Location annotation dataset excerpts
----------------------------------------

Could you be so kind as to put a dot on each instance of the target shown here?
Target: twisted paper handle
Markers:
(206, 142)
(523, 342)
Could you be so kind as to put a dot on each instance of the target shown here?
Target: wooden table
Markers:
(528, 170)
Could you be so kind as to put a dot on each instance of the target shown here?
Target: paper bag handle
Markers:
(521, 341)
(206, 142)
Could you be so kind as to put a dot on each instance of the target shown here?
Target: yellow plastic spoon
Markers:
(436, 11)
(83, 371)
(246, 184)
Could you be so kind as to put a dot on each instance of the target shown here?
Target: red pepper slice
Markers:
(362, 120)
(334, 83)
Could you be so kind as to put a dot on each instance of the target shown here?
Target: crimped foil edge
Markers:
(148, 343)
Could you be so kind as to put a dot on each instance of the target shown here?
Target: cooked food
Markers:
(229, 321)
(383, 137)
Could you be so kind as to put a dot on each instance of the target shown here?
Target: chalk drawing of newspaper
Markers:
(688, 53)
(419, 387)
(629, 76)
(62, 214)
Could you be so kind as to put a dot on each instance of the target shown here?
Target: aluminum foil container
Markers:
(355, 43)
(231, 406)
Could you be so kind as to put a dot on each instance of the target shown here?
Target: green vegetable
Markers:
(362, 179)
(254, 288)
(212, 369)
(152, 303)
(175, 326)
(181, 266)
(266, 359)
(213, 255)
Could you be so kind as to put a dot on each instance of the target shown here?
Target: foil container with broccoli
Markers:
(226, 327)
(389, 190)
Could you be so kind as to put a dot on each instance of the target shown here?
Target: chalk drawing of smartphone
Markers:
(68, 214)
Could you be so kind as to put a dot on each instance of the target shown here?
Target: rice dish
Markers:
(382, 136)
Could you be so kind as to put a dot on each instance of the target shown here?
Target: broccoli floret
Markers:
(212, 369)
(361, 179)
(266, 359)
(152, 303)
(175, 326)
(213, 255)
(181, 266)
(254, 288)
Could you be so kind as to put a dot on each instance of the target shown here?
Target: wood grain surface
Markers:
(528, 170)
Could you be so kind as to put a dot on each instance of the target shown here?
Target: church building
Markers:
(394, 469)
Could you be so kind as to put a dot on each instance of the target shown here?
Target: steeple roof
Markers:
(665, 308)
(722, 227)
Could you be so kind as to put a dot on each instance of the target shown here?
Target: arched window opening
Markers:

----------------------------------------

## INSTRUCTION
Please reproduce the entire listing, exactly as shown.

## RESPONSE TO THE TASK
Could you be so kind as to put a dot on each instance of the target shown here?
Target: twisted paper handle
Markers:
(206, 142)
(523, 342)
Could you be so kind as to put a dot on each instance of the target shown here?
Target: wooden table
Markers:
(528, 170)
Could you be so kind as to put a dot on each instance of the target shown here?
Target: paper bag handle
Markers:
(521, 341)
(206, 142)
Could you be so kind as to put a dot on each instance of the target shown here?
Target: yellow plastic spoon
Markers:
(436, 11)
(83, 371)
(246, 184)
Could you be so kind as to put a dot on each instance of the target shown here?
Target: red pepper slice
Markers:
(362, 120)
(334, 83)
Could you be so kind as to put a dot on each instance of the target shown here?
Target: crimped foil edge
Markers:
(148, 343)
Could you be so kind as to put a dot on each instance of the target shown here?
Target: cooked food
Markers:
(229, 321)
(383, 137)
Could you be so kind as to put a dot on each instance of the target shown here?
Target: chalk drawing of newspaper
Markers:
(688, 53)
(419, 387)
(629, 76)
(62, 214)
Could you be so kind as to put a dot on each instance of the target shown here?
Target: aluminum foil container
Markers:
(355, 43)
(231, 406)
Could you be so kind as to put a dot on each instance of the target shown here?
Target: green vegetable
Markers:
(362, 179)
(254, 288)
(212, 369)
(152, 303)
(175, 326)
(181, 266)
(266, 359)
(213, 255)
Could you be so kind as to put a dot on each instance of the target shown here?
Target: foil container with broccoli
Markers:
(226, 327)
(389, 190)
Could you be so kind as to put a dot on each instance of the target shown here?
Target: chalk drawing of smartphone
Markers:
(68, 214)
Could you be so kind as to put a dot on each instance of the target shown here?
Target: rice dish
Markers:
(382, 136)
Could you be so kind as to put a dot on each instance of the target shown here?
Target: broccoli floret
Markers:
(212, 369)
(361, 179)
(266, 359)
(152, 303)
(175, 326)
(213, 255)
(181, 266)
(254, 288)
Could you be so kind as to put a dot on each instance of the target shown here?
Target: wood grain surface
Markers:
(528, 170)
Could you be so kind as to put a dot on each instance of the target shown here?
Target: church building
Markers:
(394, 469)
Could you be so kind as to put a dot on each instance of the target shown here?
Target: steeple roof
Markers:
(665, 308)
(722, 227)
Could you be so kind as to put a dot on each instance of the target shown here?
Target: arched window opening
Markers:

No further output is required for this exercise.